[Start of Attachment]

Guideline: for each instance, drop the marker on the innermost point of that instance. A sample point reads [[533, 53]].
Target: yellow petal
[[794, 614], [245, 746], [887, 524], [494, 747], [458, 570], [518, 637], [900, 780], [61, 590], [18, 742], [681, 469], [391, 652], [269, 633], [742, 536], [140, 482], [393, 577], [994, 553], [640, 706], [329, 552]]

[End of Attachment]
[Start of Attachment]

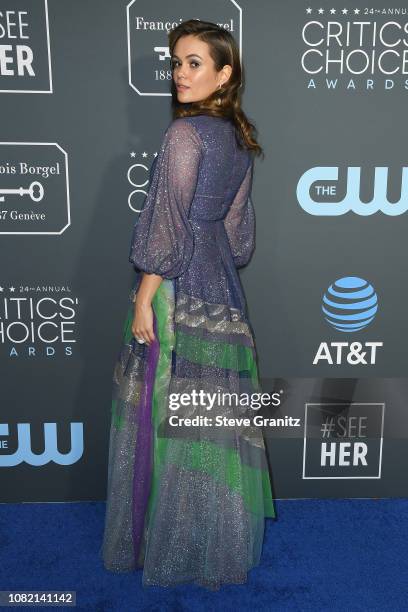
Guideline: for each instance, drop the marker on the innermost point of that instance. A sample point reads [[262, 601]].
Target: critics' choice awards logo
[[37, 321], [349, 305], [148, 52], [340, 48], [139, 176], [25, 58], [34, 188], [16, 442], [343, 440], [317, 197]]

[End of Attachment]

→ WHAT THIS TASK INVOLVES
The string "reads" shows up in some lines of the listing. Copy each such line.

→ RESULT
Guideline: for each instance, drop the marker on the innermost point of that instance. A sample point reads [[533, 53]].
Guideline: for each instance, drop the marker on the innermost point of that instance. A sample point reads [[262, 601]].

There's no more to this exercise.